● EXERCISE TASK
Starting at the line with "Question. Locate the marble-look" and running through the end of the rows, switch "marble-look" to "quartz" and leave everything else unchanged. Give back only those lines.

::: TASK INPUTS

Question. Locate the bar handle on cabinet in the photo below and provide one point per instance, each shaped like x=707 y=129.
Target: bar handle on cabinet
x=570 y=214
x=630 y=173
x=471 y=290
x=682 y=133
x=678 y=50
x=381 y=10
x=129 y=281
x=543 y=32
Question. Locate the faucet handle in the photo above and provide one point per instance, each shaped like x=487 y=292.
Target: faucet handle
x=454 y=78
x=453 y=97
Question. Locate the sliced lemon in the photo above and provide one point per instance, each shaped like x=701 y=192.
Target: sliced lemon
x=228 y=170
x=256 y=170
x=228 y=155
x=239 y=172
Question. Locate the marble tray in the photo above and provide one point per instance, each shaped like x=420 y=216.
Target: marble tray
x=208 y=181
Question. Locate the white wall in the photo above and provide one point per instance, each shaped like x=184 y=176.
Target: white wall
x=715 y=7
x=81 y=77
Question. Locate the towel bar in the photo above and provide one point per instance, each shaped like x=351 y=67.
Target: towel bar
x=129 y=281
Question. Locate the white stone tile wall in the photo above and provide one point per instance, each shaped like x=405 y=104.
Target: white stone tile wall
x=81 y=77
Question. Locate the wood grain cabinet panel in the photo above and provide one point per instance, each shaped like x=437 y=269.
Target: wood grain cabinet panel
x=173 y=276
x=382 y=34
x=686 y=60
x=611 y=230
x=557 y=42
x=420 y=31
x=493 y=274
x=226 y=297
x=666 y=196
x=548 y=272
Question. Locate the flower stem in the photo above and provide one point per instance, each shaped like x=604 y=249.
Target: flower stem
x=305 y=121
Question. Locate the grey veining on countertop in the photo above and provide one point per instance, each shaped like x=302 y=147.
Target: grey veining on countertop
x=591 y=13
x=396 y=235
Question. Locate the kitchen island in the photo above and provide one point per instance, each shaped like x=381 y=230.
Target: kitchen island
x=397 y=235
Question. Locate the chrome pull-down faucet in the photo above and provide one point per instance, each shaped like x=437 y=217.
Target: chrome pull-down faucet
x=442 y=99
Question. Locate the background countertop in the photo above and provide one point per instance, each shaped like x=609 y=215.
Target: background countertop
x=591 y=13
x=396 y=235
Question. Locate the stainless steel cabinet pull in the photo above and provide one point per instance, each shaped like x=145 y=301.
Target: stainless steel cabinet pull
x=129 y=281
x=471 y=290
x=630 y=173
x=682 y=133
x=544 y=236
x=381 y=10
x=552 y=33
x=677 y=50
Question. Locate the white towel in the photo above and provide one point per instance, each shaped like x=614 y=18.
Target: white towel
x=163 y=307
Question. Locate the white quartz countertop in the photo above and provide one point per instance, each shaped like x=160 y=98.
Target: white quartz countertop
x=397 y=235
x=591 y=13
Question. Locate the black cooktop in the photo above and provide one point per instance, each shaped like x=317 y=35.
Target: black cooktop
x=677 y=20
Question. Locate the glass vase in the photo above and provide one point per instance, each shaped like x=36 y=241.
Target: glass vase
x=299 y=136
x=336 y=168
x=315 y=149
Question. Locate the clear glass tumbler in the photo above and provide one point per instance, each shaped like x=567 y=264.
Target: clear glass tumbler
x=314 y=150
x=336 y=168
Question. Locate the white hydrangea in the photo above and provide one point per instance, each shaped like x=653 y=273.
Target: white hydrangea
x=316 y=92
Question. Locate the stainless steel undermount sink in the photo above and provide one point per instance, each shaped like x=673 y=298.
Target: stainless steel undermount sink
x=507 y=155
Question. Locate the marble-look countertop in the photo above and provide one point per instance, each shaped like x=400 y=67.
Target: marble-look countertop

::::::

● TASK RESULT
Question. Locate the quartz countertop in the photo above and provide one point per instance, each shaped like x=400 y=67.
Target: quartz countertop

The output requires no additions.